- PROBLEM TO SOLVE -
Copy out the items word for word, starting at the line that contains "of the submerged" and continuing through the end of the items. Omit any pictures from your copy.

- PROVIDED MATERIAL -
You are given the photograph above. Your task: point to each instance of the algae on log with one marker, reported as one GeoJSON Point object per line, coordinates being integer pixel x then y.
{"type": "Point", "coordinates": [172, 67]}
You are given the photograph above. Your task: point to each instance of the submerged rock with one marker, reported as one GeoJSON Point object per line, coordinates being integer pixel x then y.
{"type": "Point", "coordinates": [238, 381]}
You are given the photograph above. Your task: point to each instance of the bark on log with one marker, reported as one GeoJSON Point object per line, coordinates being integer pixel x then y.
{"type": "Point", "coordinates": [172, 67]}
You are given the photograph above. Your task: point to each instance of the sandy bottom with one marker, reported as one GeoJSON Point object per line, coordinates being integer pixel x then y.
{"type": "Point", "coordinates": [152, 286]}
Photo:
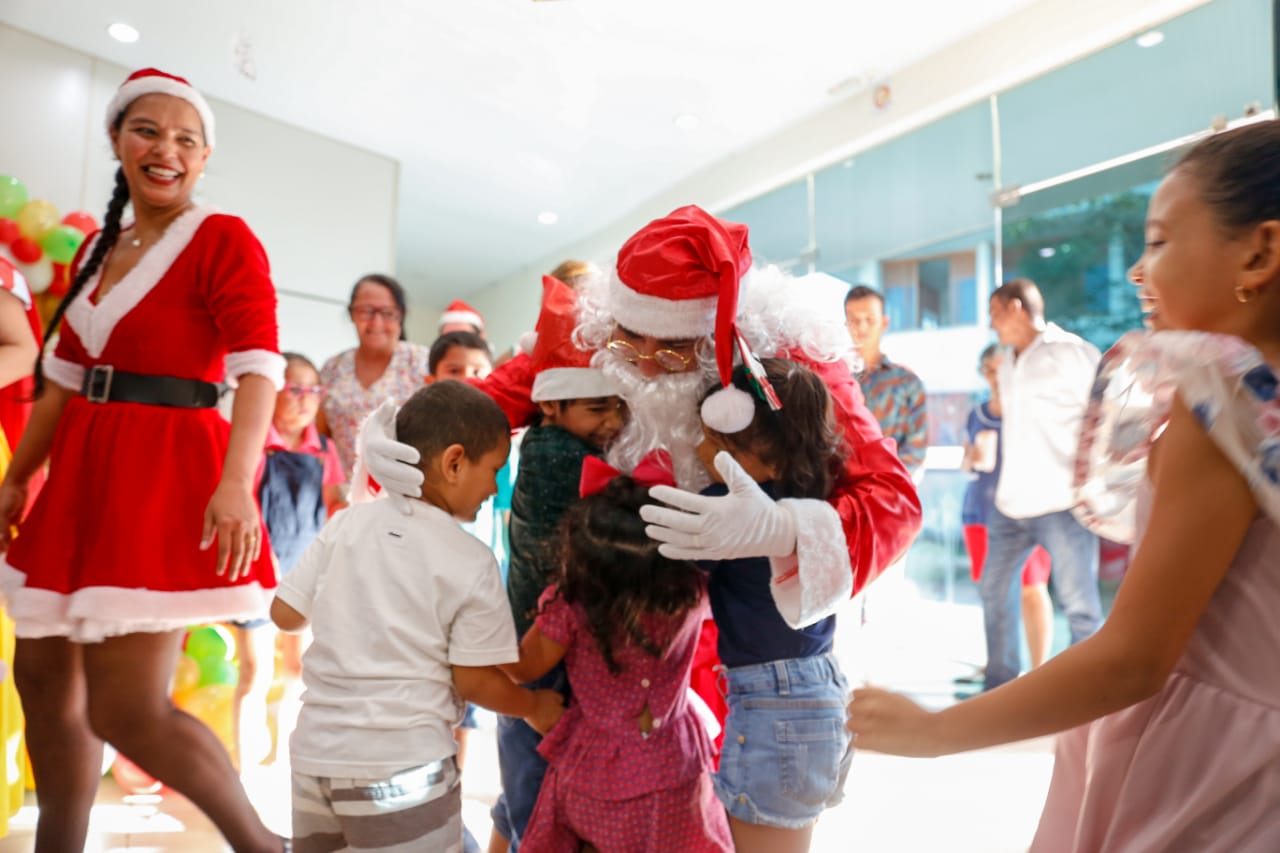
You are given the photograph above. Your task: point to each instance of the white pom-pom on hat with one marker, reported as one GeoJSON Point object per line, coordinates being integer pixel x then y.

- EXERCISE RESULT -
You are given the photograph above. Your task: point to each instance of the submerged rock with one marker, reported as one GeoJSON Point object per line, coordinates being integer pixel x then y.
{"type": "Point", "coordinates": [238, 381]}
You are given the photograph above. Your task: point to each instance of the bark on log with one marker, reported as one GeoJSON Point object per line, coordinates being integer pixel x then y.
{"type": "Point", "coordinates": [172, 67]}
You are given the photograph above. Your task: point to each instance of the sandy bottom with one marker, reported as one GeoJSON Point object per line, coordinates being integer pixel x then y.
{"type": "Point", "coordinates": [152, 286]}
Photo:
You are given the photograph above. Your task: point to each instance of the white pom-pom on hat with one marker, reported as one GeoJSON Point object per line, coordinates being integer pixel x then y.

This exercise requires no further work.